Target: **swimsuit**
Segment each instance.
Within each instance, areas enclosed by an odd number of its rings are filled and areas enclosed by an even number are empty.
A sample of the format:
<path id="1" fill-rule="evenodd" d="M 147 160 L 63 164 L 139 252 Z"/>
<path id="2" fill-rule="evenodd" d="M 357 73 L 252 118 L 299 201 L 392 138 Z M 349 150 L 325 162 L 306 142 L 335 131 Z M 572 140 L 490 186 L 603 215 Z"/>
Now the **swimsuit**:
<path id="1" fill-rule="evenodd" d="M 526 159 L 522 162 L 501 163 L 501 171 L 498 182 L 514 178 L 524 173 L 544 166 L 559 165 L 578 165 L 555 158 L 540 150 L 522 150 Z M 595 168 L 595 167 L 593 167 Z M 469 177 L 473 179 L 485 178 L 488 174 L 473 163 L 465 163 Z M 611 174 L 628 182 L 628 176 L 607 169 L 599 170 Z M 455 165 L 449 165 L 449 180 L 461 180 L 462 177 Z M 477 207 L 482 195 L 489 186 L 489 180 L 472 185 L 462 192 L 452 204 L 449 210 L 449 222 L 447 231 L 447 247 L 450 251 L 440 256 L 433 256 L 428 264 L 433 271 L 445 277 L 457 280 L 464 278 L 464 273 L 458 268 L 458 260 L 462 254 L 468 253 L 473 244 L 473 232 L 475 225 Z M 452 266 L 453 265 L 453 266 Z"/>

# # # #

— Aim of the exercise —
Write out all the records above again, exactly as they stand.

— Response below —
Target: **swimsuit**
Segment each instance.
Within each instance, areas enclosed by an odd number of its rings are filled and areas enclosed by an even number are empty.
A sample of the format:
<path id="1" fill-rule="evenodd" d="M 147 160 L 63 164 L 139 252 Z"/>
<path id="2" fill-rule="evenodd" d="M 357 73 L 252 118 L 299 201 L 392 138 Z M 349 150 L 325 162 L 306 142 L 335 131 Z M 572 140 L 490 186 L 603 215 Z"/>
Now the **swimsuit**:
<path id="1" fill-rule="evenodd" d="M 526 159 L 522 162 L 501 163 L 501 171 L 498 182 L 514 178 L 524 173 L 544 166 L 559 165 L 578 165 L 555 158 L 540 150 L 522 150 Z M 595 168 L 595 167 L 593 167 Z M 469 177 L 473 179 L 485 178 L 488 174 L 473 163 L 465 163 Z M 611 174 L 628 182 L 628 176 L 607 169 L 599 170 Z M 455 165 L 449 165 L 449 180 L 461 180 L 462 177 Z M 477 207 L 482 195 L 489 186 L 489 180 L 472 185 L 462 192 L 452 204 L 449 210 L 449 222 L 447 231 L 447 247 L 450 251 L 440 256 L 433 256 L 428 264 L 433 271 L 445 277 L 457 280 L 464 278 L 464 273 L 458 268 L 458 260 L 462 254 L 468 253 L 473 244 L 473 232 L 475 225 Z M 452 266 L 453 265 L 453 266 Z"/>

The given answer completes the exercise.